EXERCISE DESCRIPTION: Report only the number of lines in the data below that contain the string "every". Matching is case-sensitive.

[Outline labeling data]
------------------------------------------------------------------------

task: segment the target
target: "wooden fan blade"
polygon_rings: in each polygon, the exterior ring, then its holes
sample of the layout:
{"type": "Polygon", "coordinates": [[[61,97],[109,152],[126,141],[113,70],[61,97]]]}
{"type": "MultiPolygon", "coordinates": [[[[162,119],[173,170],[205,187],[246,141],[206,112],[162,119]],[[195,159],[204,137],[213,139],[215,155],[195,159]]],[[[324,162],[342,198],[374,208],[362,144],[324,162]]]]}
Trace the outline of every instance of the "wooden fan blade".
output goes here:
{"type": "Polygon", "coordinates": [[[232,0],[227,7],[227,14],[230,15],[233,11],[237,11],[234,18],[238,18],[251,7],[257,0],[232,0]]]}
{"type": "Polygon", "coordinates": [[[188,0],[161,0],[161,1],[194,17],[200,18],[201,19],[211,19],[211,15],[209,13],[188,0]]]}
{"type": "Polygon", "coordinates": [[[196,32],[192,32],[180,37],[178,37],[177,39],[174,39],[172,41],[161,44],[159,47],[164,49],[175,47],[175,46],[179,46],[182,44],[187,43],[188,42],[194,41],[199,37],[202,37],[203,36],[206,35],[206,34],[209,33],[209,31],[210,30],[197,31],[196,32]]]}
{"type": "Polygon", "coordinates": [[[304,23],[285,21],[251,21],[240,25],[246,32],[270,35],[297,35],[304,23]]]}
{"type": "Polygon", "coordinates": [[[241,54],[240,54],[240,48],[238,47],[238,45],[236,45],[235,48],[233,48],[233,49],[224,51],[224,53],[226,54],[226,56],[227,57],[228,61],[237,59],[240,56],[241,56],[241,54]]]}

------------------------------------------------------------------------

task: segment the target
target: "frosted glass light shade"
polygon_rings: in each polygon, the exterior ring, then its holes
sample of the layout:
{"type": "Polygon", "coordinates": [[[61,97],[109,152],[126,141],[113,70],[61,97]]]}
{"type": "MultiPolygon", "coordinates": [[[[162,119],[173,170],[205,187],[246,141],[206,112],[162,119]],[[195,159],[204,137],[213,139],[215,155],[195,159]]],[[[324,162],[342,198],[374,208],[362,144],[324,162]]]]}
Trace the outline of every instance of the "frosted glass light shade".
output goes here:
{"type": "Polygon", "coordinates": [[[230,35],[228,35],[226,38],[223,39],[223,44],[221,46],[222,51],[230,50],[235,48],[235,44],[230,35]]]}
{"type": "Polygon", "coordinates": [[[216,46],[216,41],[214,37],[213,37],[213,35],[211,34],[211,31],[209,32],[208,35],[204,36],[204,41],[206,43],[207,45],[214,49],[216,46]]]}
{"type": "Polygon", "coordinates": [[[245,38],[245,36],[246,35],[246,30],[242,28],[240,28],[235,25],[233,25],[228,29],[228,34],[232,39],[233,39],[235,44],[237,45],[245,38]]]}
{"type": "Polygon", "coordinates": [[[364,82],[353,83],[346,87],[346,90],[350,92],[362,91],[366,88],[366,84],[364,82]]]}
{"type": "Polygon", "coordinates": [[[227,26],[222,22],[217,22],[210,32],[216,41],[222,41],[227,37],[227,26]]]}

------------------------------------------------------------------------

OUTPUT FOR THIS EXERCISE: 2